One of President Trump's most prominent backers in the media is harshly criticizing his reaction to the violence at a white supremacist rally in Charlottesville, Va.
The New York Post took issue with Trump's statement that "many sides" were to blame, ripping into him in a staff editorial headlined "Trump badly missed the mark on Charlottesville."
“Yet 'many sides' didn’t drive a car into a crowd, an evident act of terrorism that killed Heather Heyer, 32, and hospitalized many more, with some still in critical condition,” the Post’s editorial board wrote.
"It shouldn’t be that hard to summon up a few Trumpian terms like 'losers' and 'really, really bad people' to describe the hundreds of neo-Nazis, Klansmen, white supremacists and the like who descended on the college town — not after one of them has killed an innocent."
The editorial noted that members of Trump’s administration and his own family have called out white supremacists. First daughter Ivanka Trump tweeted on Sunday that “there should be no place in society for racism, white supremacy and neo-Nazis.”

→ Exercise data
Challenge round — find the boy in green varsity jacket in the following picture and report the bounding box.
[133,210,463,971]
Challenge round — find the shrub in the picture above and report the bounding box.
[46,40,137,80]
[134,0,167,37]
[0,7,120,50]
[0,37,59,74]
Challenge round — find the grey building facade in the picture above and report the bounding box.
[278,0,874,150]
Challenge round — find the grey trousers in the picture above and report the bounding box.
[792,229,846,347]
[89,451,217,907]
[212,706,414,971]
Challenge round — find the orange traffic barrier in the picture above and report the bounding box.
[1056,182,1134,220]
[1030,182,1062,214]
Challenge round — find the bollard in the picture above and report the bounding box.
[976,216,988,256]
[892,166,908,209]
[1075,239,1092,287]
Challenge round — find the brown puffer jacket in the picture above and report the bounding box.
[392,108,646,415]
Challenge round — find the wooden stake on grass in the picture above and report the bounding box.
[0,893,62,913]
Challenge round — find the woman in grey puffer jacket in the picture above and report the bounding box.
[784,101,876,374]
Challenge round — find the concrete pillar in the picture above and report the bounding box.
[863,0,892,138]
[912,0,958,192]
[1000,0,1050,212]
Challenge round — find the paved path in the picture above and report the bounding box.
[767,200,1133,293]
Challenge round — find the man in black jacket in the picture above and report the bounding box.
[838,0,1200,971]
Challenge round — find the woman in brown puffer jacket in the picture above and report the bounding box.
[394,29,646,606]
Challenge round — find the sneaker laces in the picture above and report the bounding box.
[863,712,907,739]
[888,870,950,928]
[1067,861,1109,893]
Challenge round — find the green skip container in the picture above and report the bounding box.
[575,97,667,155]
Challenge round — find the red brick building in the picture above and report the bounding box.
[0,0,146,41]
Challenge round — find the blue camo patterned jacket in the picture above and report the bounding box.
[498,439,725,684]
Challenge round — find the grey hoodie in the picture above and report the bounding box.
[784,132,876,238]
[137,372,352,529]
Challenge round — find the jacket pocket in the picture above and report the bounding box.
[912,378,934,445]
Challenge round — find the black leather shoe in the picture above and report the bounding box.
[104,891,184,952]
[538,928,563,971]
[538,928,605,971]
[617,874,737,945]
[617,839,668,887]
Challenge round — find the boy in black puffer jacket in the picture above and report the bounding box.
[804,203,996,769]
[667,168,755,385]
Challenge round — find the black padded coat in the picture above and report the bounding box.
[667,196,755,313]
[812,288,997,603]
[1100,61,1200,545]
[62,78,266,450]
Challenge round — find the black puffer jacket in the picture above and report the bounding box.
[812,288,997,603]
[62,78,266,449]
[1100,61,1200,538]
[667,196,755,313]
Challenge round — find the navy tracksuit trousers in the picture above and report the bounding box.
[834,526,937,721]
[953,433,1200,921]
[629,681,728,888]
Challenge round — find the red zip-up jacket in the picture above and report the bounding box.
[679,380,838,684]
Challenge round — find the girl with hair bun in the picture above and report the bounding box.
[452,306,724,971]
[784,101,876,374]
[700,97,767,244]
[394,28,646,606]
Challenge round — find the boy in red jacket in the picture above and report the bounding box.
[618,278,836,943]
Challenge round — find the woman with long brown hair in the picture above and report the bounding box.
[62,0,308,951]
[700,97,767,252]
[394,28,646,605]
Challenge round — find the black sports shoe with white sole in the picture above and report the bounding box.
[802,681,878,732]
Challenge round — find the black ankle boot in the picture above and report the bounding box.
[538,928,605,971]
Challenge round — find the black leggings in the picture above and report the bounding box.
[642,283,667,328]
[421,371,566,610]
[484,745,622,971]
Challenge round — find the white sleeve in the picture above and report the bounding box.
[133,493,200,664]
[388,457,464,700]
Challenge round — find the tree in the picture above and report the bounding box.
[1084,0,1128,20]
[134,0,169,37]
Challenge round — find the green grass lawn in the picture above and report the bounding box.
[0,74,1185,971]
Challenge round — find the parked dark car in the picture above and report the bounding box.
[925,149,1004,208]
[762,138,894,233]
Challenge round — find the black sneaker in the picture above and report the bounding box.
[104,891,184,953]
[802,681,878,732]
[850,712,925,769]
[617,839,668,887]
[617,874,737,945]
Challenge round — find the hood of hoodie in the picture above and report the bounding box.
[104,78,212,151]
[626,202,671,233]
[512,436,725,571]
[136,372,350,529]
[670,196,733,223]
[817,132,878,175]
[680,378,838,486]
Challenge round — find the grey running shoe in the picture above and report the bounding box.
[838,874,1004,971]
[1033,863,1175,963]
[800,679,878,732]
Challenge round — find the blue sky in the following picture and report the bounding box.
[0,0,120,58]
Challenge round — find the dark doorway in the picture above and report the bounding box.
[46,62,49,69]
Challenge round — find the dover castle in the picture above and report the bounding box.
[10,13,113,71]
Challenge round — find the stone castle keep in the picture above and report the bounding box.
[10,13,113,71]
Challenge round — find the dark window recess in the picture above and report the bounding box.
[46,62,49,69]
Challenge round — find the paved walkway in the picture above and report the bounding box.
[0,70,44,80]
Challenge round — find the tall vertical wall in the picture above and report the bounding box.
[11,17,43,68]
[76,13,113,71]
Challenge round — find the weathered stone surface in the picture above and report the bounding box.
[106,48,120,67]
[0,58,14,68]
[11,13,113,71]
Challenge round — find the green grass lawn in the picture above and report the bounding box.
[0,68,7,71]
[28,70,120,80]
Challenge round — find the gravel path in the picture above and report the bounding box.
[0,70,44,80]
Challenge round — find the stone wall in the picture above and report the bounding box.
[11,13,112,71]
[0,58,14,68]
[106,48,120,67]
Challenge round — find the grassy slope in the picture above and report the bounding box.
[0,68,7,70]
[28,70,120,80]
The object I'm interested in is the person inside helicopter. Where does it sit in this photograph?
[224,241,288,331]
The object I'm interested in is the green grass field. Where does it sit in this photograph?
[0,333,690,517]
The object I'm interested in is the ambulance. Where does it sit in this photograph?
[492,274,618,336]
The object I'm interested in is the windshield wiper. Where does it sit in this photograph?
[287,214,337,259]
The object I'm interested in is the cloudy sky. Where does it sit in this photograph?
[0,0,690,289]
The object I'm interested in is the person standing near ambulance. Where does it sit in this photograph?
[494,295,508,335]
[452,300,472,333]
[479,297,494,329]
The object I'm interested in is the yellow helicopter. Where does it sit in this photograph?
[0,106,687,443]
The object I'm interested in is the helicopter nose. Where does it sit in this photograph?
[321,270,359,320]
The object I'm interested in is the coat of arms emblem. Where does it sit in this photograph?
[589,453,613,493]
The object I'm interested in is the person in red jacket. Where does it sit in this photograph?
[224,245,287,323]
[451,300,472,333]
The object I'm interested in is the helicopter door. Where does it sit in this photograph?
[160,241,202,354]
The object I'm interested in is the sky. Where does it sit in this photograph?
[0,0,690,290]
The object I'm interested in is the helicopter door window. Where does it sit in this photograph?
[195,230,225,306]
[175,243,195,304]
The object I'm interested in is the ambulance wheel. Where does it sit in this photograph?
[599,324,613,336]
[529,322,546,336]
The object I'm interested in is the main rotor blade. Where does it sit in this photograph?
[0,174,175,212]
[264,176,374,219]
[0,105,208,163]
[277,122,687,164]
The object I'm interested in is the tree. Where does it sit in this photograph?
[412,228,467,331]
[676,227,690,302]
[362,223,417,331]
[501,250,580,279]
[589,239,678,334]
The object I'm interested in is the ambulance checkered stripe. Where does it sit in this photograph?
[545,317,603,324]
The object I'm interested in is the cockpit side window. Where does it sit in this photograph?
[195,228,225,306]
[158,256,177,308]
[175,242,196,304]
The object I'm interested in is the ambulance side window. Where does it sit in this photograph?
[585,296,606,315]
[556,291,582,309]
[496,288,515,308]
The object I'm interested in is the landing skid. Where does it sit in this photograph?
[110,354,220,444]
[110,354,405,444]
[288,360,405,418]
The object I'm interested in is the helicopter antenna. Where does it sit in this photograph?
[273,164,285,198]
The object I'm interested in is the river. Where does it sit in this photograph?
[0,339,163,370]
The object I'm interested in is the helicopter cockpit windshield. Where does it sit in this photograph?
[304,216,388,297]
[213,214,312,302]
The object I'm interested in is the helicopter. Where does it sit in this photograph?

→ Complete the following
A. In the article on the Charlottesville editorial, what headline did the New York Post put on its staff editorial?
B. Please carry on with the article on the Charlottesville editorial, picking up right after its final sentence.

→ Answer section
A. "Trump badly missed the mark on Charlottesville"

B.
1:2 There should be no place in society for racism, white supremacy and neo-nazis.— Ivanka Trump (@IvankaTrump) August 13, 2017
James Alex Fields Jr., who came to Charlottesville from Ohio to participate in the white supremacist rally, allegedly drove his car into counterprotesters, killing one woman and injuring at least a dozen others. Fields, 20, was arrested and charged with second-degree murder, among other charges.
The white supremacist groups were protesting the planned removal of a Confederate statue.
The Rupert Murdoch-owned New York Post endorsed Trump last year, but noted that he would need to act more “presidential” once he took office.
“Should he win the nomination, we expect Trump to pivot — not just on the issues, but in his manner. The post-pivot Trump needs to be more presidential: better informed on policy, more self-disciplined and less thin-skinned,” the paper wrote last April.
The newspaper has occasionally been critical of Trump since taking office, particularly for his tweets and the turnover in top White House staff.